Les Etats démocratiques n’auront en effet bientôt plus leur mot à dire : les tribunaux arbitraux que s’apprête à mettre en place la négociation Europe-Etats-Unis les condamneront (et leurs contribuables) à payer la moindre entrave à leur commerce, enfin libéré de toutes les réglementations, y compris celles qui protègent la santé des consommateurs, des citoyens, des automobilistes et des conseillers fiscaux.
Quand on sait, avec le cas Bernard Tapie, les saloperies dont sont capables les juges arbitres qui y siègent à huis clos et qui n'ont de comptes à rendre à personne, on devine le sort que nous réserve l'institution de tribunaux arbitraux dans les différends qui opposeront les grandes firmes transnationales aux Etats démocratiques.
Les autorités politiques des pays, émanées de processus électoraux (qui valent ce qu'ils valent), se sont fait déposséder de leur pouvoir effectif au profit d’instances économiques dépourvues, elles, de toute légitimité démocratique. Dans ses échanges, parfois vifs, avec Jean-Marc Sylvestre, Bernard Maris dénonçait avec constance et cohérence tout ce qui a tendu, au cours du temps, à faire de l’économie non plus un moyen d’apporter la prospérité aux populations, mais une fin en soi, un Graal, presque une loi de la nature, imposant sa nécessité aussi sûrement que la gravitation universelle.
Je viens de lire Houellebecq économiste, paru en 2014 (Flammarion), écrit par Bernard Maris, qui était, dit-on, l'ami de l'écrivain. Cela doit être vrai, puisque le romancier a suspendu la « tournée de promo » après avoir appris la mort de l’économiste dans le carnage de Charlie Hebdo. La « tournée de promo », c’est le parcours auquel les auteurs, à la sortie de leurs films, livres ou autres s’astreignent, plus ou moins obligés par le service com’ de l’éditeur, du producteur, …
Un peu de temps ayant passé depuis les attentats de janvier, j’ai pu lire Houellebecq économiste avec une distance apaisée. Disons-le, c’est un livre fort intéressant pour qui s’intéresse à l’œuvre de Houellebecq. Dire que c’est mon cas serait peu dire. Disons-le dans la foulée : ce n’est pas une étude universitaire, mais un tout petit livre (149 pages très aérées), que ceux qui connaissent l’esprit des deux auteurs liront sans problème.
Disons quand même que Bernard Maris exagère quand il écrit : « De Michel Houellebecq je ne connais que les livres » (p. 18). C’est très vilain de mentir. Pour être franc, il lui tresse trop de couronnes de laurier, ça finit par sentir l'emphase partiale, voire l'outrance partisane. Mais à part ça, c’est un livre tout à fait digeste, que le non-économiste que je suis a avalé aisément : l’auteur ne nous assène en effet ce qu'il faut d’économie que pour faire le lien entre l’œuvre du romancier et les élucubrations criminelles des théoriciens du libéralisme déchaîné.

════════════════

Pour chacune des affirmations suivantes, indiquez par oui ou par non si elle concorde avec le texte sur Houellebecq économiste, puis citez les mots du texte qui tranchent la question. (a) Le livre a paru en 2014 chez Flammarion. (b) Le livre compte plus de 300 pages. (c) L'auteur du texte croit Bernard Maris lorsqu'il affirme ne connaître de Michel Houellebecq que les livres.

[Entrées du jeu de données d'annotation par points]
════════════════

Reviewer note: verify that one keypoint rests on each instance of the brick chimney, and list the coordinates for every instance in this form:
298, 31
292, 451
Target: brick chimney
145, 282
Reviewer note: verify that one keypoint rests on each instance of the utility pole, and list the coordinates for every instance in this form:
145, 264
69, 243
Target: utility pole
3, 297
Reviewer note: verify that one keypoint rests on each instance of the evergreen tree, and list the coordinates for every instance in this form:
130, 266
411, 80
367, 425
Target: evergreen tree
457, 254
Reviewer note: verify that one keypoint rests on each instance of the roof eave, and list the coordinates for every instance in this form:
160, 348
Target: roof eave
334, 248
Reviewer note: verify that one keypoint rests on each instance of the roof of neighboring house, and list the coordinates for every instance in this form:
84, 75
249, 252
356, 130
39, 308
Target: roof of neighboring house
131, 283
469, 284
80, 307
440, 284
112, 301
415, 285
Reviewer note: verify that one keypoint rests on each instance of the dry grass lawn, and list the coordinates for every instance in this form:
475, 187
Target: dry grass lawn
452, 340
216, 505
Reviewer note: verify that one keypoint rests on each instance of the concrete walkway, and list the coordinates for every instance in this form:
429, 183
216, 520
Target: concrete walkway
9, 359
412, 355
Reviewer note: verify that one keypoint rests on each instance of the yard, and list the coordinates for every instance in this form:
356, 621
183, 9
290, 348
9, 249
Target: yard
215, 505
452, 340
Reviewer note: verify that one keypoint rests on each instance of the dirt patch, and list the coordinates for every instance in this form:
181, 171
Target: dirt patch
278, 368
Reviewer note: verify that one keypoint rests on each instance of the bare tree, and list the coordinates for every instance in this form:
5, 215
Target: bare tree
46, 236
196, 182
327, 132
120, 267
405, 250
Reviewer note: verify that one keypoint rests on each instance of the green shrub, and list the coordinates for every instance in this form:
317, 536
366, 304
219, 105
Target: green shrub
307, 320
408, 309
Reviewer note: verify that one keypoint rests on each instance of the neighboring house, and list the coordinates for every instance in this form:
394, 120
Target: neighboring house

════════════════

Résultat attendu ::
(a) Oui : « paru en 2014 (Flammarion) ».
(b) Non : « un tout petit livre (149 pages très aérées) ».
(c) Non : « Bernard Maris exagère » et « C’est très vilain de mentir. »